- [Problem to work on]:
Find the lines in the records that carry the word "tank". Copy each one.

- [Supplied data]:
════════════════

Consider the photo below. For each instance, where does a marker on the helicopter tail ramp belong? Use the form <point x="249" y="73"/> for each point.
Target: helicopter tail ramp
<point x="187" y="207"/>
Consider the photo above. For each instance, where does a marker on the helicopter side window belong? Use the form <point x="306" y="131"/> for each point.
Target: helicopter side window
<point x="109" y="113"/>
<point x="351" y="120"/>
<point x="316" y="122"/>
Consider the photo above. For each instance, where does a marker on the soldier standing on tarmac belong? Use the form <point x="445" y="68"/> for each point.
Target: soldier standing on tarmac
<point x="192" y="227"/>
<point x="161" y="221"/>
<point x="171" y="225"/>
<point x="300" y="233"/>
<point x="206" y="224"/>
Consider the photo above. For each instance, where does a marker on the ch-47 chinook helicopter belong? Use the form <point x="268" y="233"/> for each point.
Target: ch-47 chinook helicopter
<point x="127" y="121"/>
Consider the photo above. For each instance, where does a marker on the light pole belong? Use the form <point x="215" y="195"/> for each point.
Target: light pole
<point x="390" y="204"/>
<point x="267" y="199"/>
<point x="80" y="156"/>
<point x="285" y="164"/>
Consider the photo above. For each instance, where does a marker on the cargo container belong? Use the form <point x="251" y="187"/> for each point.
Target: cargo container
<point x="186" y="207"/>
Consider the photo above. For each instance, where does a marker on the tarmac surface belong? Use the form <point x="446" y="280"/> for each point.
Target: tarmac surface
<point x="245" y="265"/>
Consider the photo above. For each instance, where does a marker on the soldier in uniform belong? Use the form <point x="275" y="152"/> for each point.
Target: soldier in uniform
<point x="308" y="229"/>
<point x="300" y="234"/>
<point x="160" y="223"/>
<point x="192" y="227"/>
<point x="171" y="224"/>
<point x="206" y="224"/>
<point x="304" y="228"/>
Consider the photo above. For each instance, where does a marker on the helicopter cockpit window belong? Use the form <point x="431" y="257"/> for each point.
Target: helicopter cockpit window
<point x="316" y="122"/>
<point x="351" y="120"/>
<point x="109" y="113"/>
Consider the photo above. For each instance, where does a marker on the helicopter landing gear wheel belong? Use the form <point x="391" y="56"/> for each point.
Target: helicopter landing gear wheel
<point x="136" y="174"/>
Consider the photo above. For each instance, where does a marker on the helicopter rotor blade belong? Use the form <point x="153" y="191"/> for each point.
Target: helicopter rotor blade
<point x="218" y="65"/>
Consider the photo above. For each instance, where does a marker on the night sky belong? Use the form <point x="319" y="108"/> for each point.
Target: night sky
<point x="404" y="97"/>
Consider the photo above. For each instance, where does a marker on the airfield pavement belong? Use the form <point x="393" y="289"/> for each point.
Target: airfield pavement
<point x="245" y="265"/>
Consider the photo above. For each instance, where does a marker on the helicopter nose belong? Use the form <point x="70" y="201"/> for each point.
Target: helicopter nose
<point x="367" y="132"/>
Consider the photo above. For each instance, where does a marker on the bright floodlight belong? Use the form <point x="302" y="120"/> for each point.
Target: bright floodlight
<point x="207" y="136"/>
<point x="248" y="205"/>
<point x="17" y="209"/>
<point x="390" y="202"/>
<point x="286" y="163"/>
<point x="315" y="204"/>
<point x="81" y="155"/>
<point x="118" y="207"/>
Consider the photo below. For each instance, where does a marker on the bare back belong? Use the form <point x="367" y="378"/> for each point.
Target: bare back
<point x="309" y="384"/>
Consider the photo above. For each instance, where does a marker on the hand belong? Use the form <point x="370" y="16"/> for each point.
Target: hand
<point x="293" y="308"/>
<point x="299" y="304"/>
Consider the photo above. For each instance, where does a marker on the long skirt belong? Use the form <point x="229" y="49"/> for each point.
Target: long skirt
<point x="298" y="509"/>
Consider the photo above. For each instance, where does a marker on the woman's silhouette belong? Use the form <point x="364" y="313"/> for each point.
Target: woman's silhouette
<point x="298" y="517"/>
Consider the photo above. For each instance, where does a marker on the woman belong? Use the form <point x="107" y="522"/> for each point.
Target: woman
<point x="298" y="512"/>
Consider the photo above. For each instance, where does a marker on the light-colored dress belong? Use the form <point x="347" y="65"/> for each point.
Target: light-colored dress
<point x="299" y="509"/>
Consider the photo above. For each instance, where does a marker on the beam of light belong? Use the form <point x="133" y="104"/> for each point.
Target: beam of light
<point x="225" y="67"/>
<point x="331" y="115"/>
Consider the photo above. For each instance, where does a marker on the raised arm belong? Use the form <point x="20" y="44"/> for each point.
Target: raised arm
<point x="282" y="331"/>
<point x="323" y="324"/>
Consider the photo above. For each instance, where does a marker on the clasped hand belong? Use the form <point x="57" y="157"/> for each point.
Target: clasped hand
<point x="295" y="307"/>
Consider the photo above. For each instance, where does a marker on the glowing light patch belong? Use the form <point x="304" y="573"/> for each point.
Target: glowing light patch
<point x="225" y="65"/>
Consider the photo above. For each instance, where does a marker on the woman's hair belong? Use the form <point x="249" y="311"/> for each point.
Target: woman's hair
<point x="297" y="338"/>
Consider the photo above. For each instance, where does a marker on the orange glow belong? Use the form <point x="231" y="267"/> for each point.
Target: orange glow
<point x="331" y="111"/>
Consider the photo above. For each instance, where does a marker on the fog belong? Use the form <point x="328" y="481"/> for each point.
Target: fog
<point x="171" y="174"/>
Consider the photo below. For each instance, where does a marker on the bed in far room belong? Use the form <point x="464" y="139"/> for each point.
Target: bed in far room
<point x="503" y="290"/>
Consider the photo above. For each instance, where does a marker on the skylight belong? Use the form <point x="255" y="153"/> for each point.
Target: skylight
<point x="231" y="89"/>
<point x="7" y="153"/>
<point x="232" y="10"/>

════════════════

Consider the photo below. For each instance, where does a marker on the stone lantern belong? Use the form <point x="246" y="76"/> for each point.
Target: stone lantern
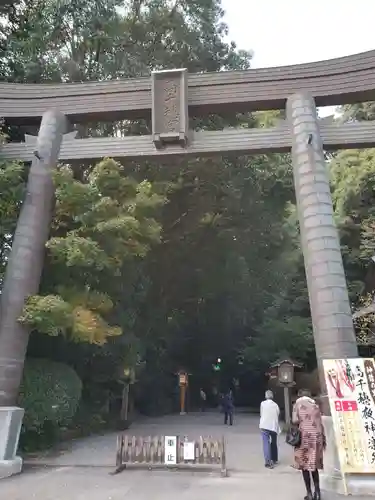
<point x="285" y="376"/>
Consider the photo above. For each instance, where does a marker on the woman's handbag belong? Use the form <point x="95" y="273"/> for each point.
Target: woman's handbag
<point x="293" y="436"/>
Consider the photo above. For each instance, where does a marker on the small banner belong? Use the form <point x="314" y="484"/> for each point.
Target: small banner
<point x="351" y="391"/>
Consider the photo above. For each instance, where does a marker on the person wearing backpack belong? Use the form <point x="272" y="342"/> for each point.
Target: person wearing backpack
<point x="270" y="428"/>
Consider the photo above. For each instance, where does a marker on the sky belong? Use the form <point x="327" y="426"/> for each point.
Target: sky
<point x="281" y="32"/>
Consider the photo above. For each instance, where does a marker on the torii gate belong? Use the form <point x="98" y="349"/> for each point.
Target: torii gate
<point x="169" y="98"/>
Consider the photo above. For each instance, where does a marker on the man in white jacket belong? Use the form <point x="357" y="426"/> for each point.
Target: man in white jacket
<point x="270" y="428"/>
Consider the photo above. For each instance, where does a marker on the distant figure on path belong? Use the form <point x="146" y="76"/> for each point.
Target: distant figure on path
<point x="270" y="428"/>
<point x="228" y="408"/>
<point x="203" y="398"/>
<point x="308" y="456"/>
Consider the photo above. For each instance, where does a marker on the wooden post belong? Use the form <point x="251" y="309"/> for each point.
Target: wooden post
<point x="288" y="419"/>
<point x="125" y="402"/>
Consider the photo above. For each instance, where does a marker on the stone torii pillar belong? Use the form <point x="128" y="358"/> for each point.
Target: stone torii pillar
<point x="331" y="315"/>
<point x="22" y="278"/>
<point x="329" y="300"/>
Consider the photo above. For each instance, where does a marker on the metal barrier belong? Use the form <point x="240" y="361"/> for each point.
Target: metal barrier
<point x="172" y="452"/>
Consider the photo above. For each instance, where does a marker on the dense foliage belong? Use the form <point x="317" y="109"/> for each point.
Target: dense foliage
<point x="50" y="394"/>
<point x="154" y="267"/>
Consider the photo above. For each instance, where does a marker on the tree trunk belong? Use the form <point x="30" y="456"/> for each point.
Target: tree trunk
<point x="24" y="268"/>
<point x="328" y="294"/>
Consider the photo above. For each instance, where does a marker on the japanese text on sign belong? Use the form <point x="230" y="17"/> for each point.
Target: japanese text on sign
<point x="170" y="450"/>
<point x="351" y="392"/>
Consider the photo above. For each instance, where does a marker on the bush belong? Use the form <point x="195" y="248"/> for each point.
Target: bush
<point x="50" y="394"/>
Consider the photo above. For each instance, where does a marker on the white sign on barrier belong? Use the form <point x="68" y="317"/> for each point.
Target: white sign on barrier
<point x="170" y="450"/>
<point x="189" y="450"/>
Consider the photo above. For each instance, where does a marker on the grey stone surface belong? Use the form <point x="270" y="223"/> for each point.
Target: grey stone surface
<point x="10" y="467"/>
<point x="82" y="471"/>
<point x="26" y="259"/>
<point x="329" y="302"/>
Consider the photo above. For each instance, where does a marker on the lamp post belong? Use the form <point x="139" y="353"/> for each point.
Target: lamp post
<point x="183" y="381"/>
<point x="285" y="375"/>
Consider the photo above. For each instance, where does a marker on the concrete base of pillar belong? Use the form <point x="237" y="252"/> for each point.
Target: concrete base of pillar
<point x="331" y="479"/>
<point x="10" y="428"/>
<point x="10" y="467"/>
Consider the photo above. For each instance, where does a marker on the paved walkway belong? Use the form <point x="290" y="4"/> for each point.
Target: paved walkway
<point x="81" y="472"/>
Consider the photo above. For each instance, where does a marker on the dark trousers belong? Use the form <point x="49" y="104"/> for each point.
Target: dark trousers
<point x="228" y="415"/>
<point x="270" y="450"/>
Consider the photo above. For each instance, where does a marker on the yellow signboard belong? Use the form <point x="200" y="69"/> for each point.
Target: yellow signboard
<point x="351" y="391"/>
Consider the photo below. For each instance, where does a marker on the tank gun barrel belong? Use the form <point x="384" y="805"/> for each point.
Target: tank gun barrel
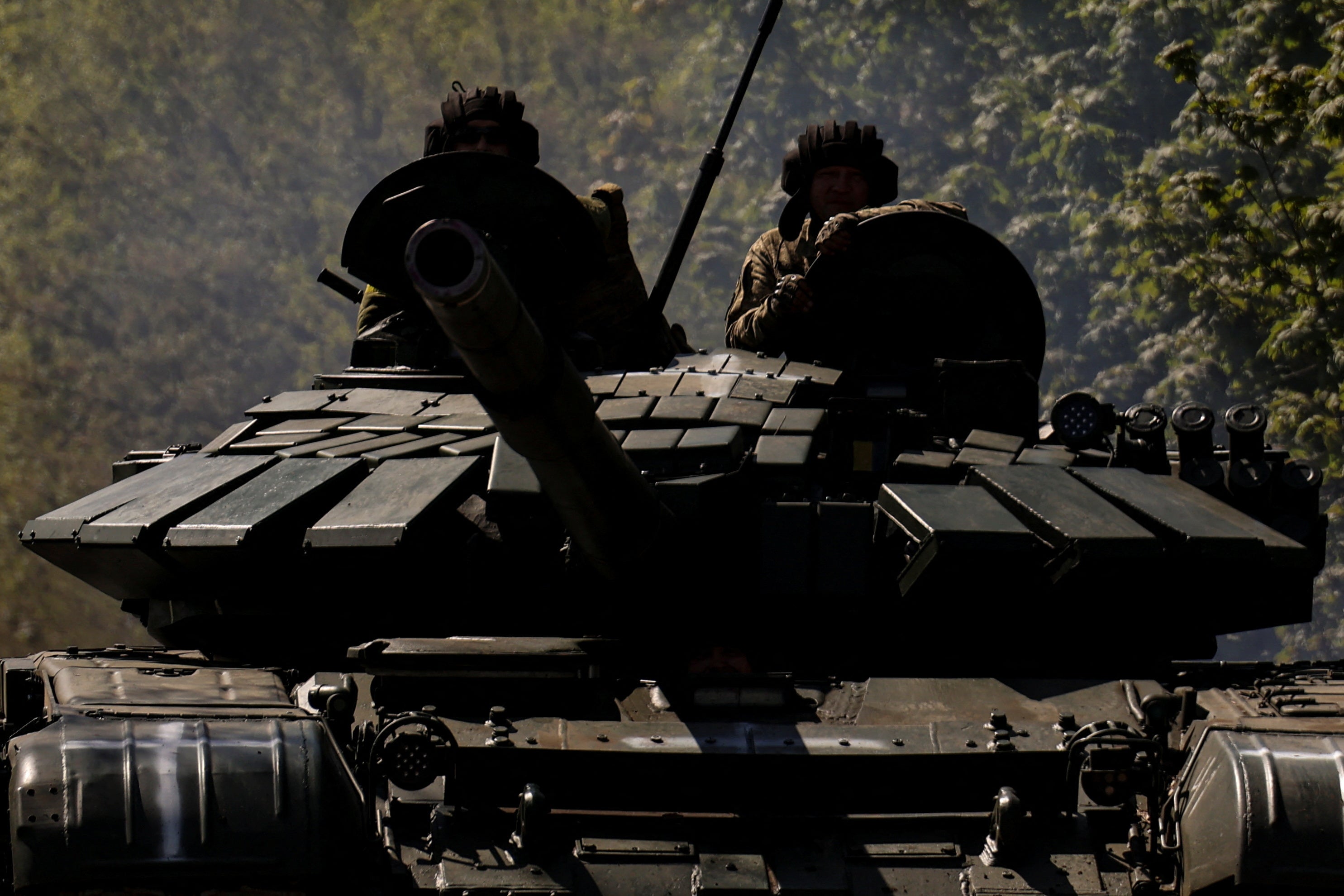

════════════════

- [Response]:
Consider the photo below. For each instance, where does a marker on the tank gun barrel belong? Use the form <point x="384" y="805"/> for each point.
Target: tank gun barrel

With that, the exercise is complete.